Data extract –

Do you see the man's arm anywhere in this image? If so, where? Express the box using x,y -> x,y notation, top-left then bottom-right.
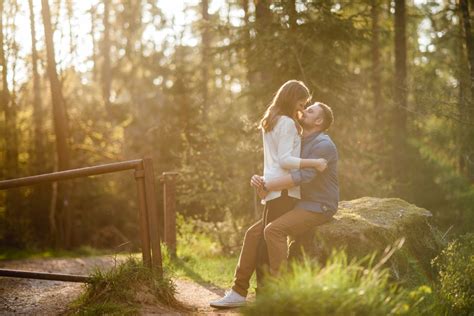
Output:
250,141 -> 336,191
250,175 -> 295,191
290,141 -> 337,186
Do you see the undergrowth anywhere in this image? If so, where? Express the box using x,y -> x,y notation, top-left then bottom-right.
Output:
70,257 -> 182,315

Work to be completed – Format the data above as a Markdown table with two columns, Row and Text, giving each line its own numbered row. Skip blank lines, and leave the picture out.

Exercise result –
| Row | Text |
|---|---|
| 1 | Do you see the man's arm anywhere in this image? If so, where? Express the box using x,y -> x,y notation, top-left then bottom-right. |
| 2 | Output: |
| 3 | 250,141 -> 336,191 |
| 4 | 250,175 -> 295,191 |
| 5 | 290,141 -> 337,186 |
| 6 | Do you see the undergrowth anywhere in this image? If so, where? Express the box using x,y -> x,y notation, top-left then bottom-right. |
| 7 | Output: |
| 8 | 70,257 -> 182,315 |